→ EXERCISE AIM:
Your response should consist solely of the lines from the one containing "In this exercise you will indicate the white upper" through the final line of the entries, repeated exactly.

+ + + + +

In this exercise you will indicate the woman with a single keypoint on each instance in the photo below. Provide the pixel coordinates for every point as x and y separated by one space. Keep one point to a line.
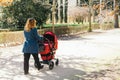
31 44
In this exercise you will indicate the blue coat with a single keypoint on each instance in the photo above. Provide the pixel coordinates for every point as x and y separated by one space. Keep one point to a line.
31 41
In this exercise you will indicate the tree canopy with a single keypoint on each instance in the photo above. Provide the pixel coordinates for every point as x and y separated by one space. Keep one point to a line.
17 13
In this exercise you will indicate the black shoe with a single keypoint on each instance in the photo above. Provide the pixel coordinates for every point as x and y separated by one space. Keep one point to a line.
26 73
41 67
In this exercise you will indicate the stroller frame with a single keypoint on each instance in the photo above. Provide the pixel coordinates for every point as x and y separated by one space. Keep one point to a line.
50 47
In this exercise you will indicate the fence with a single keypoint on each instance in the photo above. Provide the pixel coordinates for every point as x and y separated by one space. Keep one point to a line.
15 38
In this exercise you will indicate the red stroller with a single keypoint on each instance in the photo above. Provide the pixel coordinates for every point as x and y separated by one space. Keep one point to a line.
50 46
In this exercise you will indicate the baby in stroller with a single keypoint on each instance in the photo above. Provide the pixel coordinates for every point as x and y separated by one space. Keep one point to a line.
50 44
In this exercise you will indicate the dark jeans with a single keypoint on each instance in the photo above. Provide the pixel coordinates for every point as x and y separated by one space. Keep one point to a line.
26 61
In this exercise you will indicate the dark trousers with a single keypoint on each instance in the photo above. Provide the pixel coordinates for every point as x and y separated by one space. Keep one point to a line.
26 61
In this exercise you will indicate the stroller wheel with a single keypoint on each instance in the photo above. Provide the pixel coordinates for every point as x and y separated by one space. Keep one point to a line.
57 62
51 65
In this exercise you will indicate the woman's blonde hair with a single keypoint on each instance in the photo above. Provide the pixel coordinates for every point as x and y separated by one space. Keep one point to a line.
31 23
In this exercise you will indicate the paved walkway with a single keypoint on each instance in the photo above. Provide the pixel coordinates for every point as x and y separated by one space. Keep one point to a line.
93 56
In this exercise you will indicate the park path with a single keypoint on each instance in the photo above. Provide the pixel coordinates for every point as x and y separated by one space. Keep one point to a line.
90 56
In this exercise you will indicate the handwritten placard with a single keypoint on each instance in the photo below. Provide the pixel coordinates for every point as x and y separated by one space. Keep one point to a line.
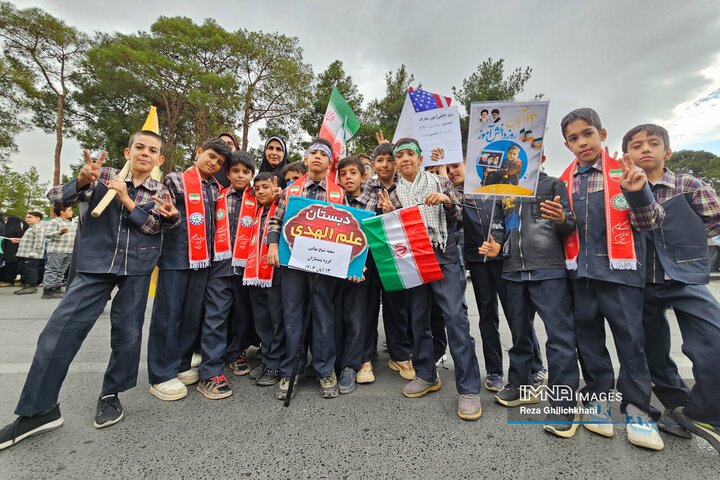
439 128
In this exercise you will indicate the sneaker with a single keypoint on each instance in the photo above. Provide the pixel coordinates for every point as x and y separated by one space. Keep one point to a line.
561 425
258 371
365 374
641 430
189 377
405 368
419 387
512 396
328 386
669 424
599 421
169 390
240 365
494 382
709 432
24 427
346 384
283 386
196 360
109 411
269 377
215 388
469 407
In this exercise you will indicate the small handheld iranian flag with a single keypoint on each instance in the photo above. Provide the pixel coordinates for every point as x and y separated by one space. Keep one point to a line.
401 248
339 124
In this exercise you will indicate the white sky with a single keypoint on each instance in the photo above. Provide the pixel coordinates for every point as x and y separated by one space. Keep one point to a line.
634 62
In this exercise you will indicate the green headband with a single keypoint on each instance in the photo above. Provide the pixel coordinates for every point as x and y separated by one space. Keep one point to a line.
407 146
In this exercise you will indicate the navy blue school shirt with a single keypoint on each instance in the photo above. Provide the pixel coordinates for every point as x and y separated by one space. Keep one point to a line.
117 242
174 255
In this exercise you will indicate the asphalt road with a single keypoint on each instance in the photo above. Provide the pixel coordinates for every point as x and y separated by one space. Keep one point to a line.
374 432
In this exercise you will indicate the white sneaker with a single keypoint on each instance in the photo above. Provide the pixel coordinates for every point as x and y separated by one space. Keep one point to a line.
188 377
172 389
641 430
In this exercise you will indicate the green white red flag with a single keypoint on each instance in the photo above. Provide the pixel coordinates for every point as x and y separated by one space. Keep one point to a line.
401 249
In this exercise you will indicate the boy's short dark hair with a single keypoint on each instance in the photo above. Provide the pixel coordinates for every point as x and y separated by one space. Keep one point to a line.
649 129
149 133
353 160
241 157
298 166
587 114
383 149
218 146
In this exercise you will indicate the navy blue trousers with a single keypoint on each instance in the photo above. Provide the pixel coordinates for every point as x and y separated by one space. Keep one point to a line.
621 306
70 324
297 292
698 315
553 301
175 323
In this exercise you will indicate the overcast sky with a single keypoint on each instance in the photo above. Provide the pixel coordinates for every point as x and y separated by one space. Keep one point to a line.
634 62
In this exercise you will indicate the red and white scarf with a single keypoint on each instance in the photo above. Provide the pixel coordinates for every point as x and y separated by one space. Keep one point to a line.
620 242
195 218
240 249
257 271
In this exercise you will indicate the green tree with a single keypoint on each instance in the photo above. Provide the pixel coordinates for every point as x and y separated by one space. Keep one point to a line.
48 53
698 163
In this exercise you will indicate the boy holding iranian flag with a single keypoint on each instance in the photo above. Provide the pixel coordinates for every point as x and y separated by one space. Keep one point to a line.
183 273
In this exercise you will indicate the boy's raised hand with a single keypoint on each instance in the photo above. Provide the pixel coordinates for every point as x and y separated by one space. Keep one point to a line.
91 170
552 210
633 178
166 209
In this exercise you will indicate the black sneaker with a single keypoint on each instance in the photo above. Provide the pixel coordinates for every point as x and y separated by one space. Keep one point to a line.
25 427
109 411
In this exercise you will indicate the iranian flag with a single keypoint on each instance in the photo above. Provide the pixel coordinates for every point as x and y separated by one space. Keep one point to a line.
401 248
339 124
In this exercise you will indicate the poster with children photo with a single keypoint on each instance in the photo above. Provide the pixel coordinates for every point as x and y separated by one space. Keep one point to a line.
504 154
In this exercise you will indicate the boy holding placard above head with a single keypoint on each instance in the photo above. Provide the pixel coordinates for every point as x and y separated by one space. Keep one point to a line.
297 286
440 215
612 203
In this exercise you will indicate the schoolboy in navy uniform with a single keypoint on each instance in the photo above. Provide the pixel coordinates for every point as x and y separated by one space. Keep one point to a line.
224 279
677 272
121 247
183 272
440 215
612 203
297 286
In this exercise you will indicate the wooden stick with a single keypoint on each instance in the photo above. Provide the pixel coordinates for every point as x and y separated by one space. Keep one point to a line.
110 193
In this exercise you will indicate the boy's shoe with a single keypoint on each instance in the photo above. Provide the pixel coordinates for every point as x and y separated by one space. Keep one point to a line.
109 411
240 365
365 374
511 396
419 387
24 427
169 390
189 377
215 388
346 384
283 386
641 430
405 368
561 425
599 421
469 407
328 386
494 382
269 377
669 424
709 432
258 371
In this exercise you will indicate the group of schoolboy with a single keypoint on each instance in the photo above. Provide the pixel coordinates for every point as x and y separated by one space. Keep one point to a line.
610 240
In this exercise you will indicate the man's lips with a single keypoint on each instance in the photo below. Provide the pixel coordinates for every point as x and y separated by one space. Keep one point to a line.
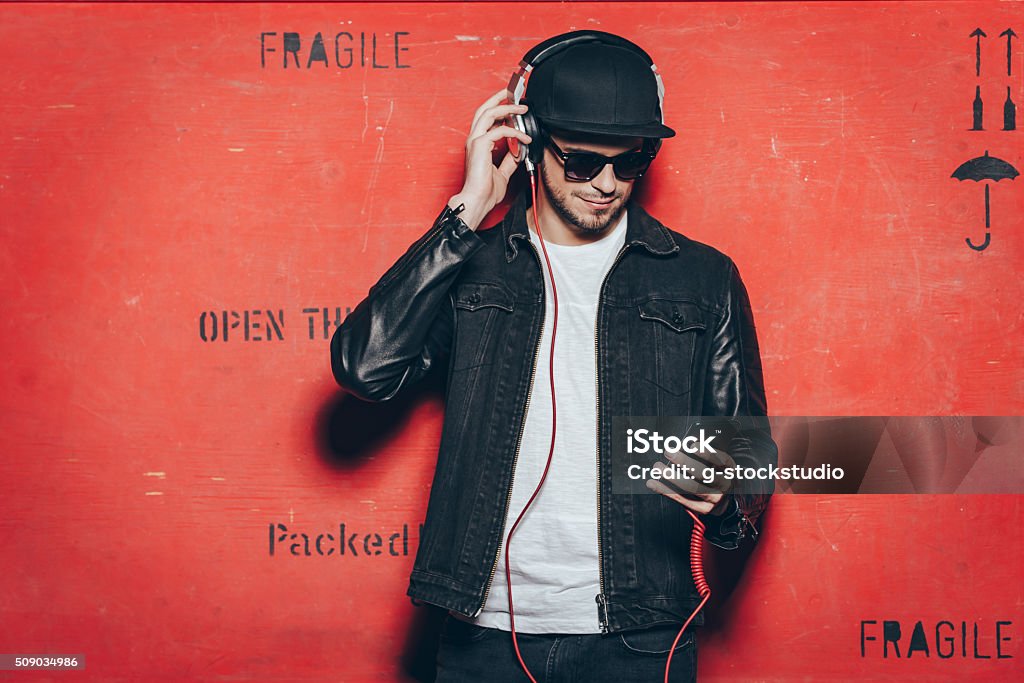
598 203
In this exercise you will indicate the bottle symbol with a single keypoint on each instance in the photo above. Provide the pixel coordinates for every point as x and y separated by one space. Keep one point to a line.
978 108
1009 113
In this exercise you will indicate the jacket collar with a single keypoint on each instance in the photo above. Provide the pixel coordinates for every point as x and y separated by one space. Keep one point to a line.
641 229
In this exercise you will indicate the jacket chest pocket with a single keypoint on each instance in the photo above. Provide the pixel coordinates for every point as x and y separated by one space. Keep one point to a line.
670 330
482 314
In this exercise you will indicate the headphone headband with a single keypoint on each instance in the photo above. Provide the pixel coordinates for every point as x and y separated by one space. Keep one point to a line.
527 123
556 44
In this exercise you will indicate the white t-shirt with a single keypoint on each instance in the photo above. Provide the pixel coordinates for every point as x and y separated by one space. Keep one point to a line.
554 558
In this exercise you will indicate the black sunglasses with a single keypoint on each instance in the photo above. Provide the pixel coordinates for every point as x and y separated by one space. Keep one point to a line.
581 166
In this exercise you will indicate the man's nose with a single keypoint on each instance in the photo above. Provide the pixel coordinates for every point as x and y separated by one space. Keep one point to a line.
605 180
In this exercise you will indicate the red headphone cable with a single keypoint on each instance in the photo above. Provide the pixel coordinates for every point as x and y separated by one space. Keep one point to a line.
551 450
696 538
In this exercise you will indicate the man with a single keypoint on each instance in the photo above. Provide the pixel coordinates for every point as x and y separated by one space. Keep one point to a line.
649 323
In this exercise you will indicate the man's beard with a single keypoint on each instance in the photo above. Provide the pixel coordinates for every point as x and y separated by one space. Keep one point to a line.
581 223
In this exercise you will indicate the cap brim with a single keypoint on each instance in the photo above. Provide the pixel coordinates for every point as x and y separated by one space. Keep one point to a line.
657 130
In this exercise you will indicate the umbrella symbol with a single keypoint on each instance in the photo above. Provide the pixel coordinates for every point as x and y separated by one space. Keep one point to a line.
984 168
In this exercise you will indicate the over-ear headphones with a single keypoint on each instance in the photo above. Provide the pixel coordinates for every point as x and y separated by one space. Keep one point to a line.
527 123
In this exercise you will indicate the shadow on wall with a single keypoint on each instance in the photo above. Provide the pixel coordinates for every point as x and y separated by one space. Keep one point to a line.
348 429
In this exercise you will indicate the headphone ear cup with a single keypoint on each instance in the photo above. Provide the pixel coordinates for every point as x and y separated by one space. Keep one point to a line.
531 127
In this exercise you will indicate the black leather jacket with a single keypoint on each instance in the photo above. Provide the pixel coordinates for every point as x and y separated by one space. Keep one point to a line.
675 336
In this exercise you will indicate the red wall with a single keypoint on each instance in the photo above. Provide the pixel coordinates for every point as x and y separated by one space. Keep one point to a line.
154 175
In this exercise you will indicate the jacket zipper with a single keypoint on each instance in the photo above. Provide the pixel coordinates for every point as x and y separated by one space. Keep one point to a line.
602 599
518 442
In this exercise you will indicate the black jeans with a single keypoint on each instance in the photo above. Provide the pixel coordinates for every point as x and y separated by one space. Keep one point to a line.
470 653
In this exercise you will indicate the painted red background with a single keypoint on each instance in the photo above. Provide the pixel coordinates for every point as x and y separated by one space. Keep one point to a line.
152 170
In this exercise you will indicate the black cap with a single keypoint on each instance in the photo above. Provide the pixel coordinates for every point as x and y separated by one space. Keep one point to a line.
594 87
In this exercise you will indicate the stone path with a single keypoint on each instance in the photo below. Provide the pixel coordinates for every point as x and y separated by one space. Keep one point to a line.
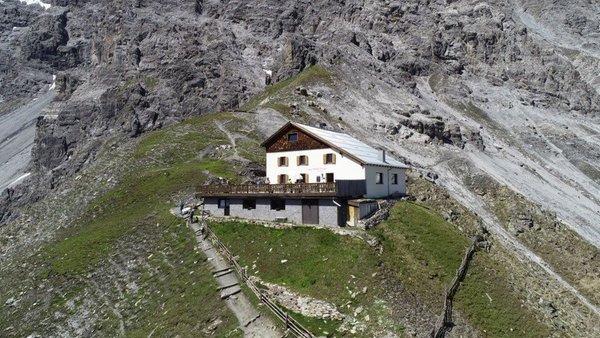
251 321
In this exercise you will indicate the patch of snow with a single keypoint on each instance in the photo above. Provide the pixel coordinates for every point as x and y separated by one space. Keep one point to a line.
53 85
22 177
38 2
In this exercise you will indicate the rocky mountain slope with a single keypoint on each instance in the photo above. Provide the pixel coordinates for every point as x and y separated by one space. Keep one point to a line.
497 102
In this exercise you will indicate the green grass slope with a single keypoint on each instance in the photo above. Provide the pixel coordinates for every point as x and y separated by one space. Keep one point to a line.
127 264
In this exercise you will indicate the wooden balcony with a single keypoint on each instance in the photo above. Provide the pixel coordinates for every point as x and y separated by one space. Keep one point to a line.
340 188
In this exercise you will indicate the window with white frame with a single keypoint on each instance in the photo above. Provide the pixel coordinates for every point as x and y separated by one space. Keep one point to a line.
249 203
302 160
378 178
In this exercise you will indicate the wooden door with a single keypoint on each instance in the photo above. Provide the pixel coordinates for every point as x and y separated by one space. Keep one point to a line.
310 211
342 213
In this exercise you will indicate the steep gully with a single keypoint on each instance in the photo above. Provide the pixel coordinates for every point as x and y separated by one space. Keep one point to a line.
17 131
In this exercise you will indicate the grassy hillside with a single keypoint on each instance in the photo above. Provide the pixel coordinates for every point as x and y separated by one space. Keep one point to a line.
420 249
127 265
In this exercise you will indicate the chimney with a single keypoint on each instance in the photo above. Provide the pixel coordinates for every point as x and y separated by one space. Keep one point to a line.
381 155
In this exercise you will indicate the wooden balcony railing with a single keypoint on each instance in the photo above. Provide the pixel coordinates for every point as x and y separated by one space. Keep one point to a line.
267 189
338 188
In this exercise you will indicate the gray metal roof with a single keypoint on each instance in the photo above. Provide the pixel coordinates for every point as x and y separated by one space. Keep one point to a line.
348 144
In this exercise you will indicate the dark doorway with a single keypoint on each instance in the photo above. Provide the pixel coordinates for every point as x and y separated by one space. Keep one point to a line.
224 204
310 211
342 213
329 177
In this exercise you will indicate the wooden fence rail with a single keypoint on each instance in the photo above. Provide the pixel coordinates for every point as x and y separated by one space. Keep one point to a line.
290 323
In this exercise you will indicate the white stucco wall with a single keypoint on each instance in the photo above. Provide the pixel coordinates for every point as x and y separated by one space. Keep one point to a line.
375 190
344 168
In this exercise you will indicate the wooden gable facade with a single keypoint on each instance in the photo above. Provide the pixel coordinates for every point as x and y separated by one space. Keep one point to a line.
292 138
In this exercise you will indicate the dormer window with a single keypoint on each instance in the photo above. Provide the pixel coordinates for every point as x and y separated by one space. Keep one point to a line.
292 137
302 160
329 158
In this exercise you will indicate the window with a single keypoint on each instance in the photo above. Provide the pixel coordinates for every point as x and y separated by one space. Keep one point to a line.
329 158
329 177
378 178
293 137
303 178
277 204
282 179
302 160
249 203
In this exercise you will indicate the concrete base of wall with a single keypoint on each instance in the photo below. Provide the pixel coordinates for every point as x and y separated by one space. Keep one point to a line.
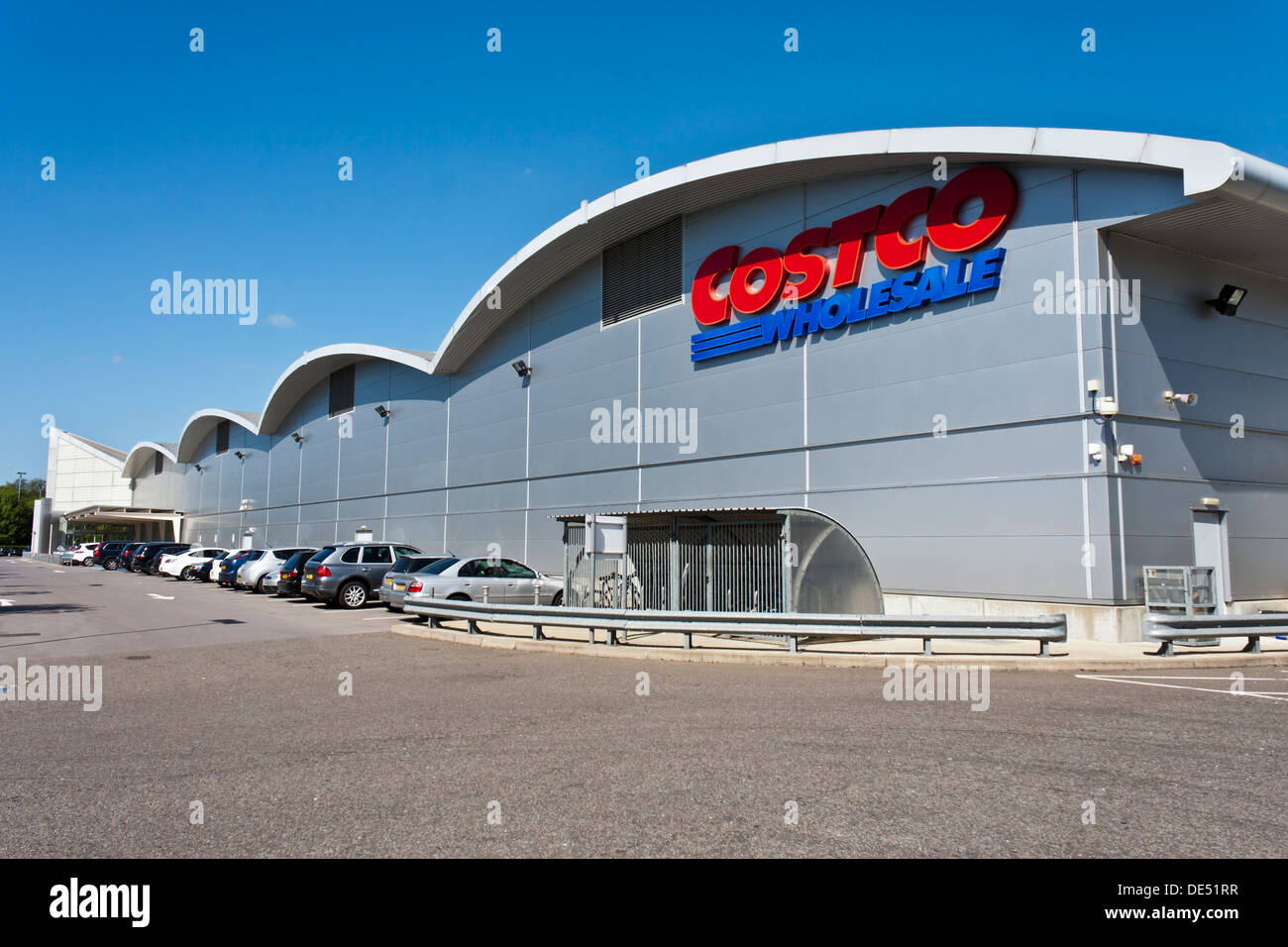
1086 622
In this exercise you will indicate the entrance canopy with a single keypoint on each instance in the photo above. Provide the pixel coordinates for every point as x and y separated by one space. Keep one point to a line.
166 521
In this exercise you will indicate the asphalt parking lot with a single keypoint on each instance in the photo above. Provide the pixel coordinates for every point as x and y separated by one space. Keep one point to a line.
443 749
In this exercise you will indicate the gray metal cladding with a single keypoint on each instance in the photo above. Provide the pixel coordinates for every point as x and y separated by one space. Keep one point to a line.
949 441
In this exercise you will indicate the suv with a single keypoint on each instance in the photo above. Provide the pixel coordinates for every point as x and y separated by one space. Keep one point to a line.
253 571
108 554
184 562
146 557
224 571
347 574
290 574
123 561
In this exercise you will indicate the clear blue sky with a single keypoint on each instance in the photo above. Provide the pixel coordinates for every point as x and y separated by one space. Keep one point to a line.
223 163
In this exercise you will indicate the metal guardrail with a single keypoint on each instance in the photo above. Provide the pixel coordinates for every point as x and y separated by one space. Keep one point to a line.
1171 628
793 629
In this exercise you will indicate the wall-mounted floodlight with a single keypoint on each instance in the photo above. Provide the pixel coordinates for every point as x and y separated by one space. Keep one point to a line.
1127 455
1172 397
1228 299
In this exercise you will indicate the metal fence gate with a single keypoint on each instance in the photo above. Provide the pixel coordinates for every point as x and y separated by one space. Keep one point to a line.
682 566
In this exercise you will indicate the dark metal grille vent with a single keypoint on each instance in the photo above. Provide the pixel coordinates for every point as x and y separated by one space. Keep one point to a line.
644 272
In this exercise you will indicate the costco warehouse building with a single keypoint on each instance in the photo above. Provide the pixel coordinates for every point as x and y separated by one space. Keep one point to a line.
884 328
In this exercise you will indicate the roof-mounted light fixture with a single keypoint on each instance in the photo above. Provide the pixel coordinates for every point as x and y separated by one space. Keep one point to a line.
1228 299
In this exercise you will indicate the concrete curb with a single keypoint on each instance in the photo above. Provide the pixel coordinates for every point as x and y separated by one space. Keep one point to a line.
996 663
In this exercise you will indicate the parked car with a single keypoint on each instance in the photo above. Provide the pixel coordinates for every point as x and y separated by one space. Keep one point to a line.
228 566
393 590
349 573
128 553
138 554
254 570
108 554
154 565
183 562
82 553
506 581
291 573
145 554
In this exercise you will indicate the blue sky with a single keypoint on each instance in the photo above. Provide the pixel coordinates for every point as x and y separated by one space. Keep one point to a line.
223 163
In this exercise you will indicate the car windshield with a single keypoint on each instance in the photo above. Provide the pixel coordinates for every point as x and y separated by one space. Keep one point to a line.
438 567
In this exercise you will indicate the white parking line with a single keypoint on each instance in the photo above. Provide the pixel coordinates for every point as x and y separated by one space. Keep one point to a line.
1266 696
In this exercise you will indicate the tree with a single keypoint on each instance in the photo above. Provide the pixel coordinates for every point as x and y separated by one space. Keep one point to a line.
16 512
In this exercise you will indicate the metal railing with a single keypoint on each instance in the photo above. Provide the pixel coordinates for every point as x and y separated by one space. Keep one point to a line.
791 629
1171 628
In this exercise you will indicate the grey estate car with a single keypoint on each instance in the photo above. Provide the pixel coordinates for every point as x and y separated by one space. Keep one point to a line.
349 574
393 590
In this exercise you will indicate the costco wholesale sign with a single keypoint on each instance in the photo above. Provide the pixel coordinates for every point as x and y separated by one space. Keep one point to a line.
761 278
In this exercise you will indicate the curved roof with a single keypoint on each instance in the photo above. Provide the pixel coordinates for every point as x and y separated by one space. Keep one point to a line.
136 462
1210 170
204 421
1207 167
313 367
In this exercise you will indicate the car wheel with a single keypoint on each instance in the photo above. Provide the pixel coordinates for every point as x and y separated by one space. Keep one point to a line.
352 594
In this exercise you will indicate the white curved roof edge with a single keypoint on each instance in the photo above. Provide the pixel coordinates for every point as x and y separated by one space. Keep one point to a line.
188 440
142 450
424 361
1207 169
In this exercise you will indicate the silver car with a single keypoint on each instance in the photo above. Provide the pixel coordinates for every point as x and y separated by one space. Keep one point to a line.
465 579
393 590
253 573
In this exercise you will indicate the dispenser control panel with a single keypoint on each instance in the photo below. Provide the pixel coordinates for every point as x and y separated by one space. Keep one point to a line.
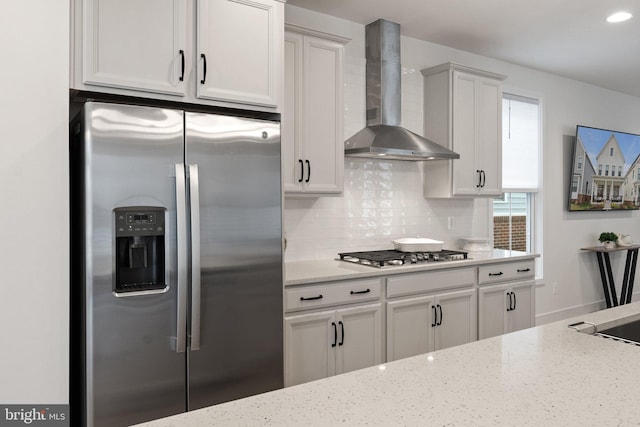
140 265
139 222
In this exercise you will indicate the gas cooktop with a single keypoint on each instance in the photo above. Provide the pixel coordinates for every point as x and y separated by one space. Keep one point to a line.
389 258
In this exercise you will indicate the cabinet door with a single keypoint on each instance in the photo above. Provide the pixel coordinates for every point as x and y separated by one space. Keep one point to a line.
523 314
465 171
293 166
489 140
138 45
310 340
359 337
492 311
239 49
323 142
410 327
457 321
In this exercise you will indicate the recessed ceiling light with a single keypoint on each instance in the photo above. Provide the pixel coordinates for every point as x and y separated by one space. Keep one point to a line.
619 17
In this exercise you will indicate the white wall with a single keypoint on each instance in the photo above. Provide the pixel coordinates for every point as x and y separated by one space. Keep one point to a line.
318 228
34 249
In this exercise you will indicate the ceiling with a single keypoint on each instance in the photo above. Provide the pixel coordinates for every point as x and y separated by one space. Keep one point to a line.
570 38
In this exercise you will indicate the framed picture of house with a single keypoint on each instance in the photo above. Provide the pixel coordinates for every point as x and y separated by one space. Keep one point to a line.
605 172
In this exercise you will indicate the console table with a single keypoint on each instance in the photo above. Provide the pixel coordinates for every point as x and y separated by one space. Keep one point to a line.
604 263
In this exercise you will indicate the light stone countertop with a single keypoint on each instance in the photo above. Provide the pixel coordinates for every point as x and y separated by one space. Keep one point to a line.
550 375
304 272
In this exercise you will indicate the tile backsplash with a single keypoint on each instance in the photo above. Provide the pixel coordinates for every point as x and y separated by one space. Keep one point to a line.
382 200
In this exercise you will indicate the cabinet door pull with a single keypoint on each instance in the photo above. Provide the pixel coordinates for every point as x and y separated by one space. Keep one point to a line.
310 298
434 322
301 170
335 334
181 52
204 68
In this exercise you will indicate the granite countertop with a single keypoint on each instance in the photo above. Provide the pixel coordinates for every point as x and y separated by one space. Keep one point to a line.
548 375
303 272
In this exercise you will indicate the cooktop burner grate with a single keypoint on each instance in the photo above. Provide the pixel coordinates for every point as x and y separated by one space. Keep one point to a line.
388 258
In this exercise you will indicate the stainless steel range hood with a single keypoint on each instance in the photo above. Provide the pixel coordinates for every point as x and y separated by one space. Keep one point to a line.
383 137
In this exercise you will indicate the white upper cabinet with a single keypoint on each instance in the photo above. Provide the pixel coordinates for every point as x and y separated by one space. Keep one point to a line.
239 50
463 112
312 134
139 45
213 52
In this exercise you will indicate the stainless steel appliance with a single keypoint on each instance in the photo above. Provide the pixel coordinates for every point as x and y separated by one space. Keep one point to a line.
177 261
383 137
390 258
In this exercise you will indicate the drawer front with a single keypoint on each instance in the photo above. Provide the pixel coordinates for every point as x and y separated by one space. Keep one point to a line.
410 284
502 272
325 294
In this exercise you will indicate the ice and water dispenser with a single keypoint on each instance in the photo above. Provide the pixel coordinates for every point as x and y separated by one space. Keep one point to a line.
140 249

+ + + + +

→ REPLY TO THE TASK:
In this exercise you will indicate the white upper cabinet with a single keypoint on each instance in the photo above. Provide the pixel coordinates for every point as x and y separated by one space. Keep one point to a line.
239 50
463 112
312 134
139 45
213 52
In this exercise you will indicate the stainless steel appliance with a single keypoint on each instance in the photo above. Provide the pixel coordinates for every point as x and y separated by one space. Keep one point to a line.
177 261
383 137
390 258
In this exercise you will indicate the drawer front with a single keypoint on each instance in the photo above. Provide the pixel coordinates for every point as x and y separated by one space. Keep one point to a line.
410 284
502 272
325 294
In this exercise you will indicate the ice and water dispenser with a single keypoint on each instance in the photo above. Provide the pixel coordinates for every point as x and y separated by one space. Keep one point to a line.
140 249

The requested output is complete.